Pull out every line of the records below that contains the word "tree" and copy each one.

[Point placement records]
= = = =

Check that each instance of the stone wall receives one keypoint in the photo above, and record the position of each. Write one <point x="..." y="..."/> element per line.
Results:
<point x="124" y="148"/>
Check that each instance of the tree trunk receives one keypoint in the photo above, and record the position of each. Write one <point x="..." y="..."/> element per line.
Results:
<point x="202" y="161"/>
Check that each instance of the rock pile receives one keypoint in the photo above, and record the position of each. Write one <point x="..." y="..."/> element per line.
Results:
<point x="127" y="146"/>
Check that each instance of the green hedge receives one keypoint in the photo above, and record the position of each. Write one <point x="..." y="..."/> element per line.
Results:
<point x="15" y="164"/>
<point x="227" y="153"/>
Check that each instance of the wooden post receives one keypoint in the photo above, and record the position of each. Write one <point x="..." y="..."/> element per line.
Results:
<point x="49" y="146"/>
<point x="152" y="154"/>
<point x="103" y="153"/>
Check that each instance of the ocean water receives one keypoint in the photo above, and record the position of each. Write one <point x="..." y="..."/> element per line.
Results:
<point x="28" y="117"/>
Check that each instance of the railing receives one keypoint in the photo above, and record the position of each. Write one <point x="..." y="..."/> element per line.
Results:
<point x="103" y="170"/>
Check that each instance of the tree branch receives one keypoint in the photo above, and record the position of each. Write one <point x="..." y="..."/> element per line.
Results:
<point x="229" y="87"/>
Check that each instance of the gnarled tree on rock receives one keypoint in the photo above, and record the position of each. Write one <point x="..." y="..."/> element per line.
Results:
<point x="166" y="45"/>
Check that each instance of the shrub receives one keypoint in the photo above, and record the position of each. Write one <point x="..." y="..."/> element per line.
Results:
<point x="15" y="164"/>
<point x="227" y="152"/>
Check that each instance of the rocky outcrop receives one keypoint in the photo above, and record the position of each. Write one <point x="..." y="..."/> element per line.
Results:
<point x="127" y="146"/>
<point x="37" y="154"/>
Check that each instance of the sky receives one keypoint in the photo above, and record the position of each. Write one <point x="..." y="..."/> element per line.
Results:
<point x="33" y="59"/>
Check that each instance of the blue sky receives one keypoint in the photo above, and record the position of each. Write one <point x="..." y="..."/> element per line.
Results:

= = = =

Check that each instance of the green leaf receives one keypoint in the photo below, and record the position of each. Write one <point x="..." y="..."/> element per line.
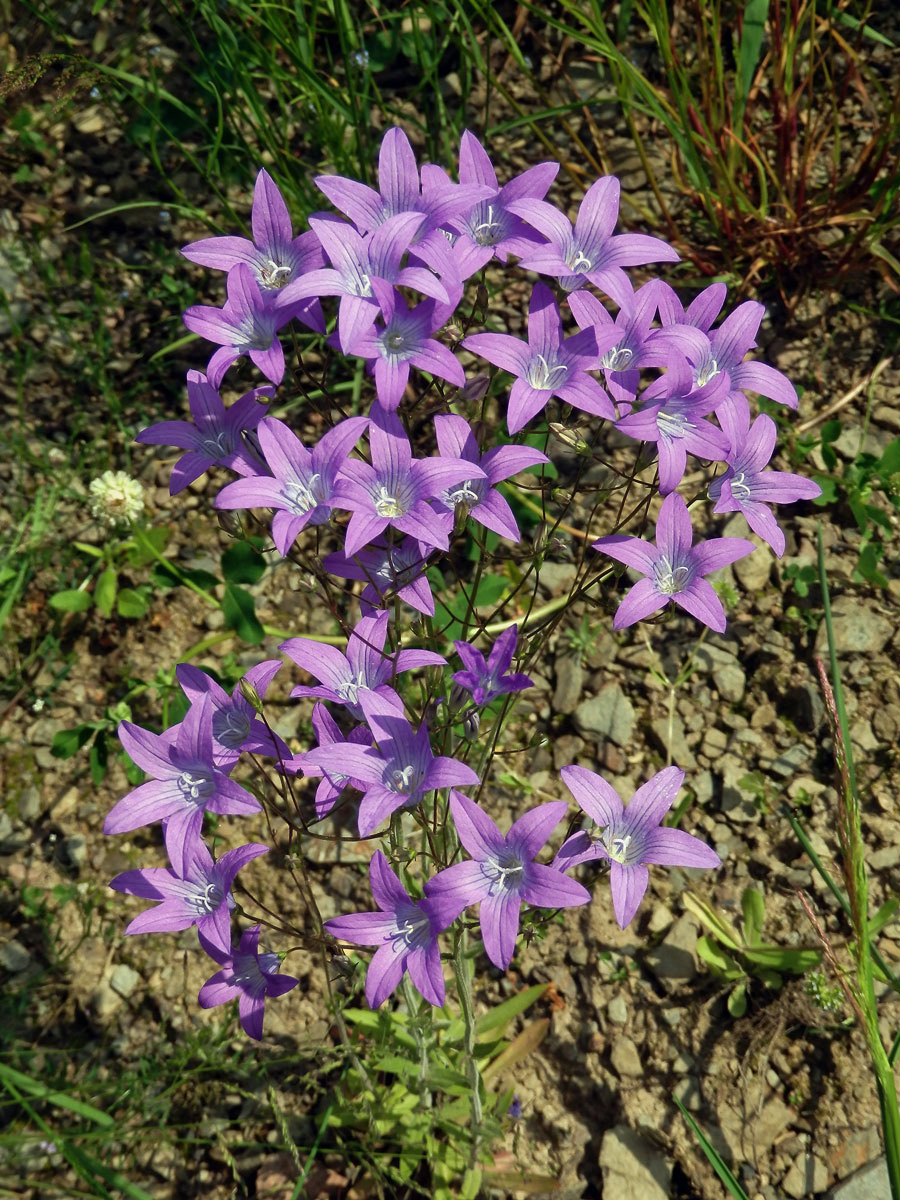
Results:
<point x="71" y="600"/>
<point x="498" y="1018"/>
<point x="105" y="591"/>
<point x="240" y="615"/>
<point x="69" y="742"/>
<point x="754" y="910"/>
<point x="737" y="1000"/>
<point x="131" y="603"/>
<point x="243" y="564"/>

= = = =

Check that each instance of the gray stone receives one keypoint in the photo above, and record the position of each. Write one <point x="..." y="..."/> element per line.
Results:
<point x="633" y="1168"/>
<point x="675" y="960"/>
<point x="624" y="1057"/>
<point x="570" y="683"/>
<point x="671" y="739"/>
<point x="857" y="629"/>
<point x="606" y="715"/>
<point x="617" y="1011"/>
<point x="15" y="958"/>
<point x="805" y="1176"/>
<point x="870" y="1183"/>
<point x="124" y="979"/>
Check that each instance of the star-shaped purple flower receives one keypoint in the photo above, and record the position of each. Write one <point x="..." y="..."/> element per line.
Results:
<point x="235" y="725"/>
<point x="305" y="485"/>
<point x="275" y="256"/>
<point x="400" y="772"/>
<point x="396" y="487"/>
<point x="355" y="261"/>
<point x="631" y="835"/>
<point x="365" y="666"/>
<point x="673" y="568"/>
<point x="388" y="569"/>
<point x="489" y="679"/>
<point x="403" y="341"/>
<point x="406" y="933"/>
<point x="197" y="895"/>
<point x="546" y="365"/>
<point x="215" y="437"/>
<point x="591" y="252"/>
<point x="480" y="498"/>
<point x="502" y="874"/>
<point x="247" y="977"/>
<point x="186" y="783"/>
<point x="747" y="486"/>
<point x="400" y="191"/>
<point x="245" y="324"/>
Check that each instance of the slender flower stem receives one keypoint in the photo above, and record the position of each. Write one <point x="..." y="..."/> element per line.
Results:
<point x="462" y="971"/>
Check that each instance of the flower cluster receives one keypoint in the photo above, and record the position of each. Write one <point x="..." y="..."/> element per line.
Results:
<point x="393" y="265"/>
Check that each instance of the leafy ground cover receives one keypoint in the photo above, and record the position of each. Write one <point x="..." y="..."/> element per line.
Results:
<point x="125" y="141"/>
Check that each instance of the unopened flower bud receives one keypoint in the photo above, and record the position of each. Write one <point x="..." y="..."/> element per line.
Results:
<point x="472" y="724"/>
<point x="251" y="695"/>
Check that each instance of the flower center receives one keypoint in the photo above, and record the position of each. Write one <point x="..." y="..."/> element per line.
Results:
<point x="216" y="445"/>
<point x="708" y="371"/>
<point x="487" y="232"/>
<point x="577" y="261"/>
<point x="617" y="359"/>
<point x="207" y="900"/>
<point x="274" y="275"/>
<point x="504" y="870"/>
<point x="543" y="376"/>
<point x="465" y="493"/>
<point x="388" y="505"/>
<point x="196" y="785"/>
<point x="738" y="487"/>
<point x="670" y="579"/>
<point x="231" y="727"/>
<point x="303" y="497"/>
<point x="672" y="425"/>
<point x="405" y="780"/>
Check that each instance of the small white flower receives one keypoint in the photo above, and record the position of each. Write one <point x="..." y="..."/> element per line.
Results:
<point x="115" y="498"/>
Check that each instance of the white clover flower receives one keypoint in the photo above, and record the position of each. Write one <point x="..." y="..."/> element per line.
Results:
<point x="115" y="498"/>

= = = =

EXERCISE RESPONSE:
Check that each instance of the tree trunk receives one keypoint in the photo above, and record the position of each. Write one <point x="..." y="..."/> element per line.
Check that each instance of the tree branch receives one keypoint in the photo above, and record the position of each. Write one <point x="..." y="..."/> element per line.
Check that each instance of the gnarled tree on rock receives one keypoint in the photo above, and record the position of each. Write one <point x="..." y="..."/> element per line.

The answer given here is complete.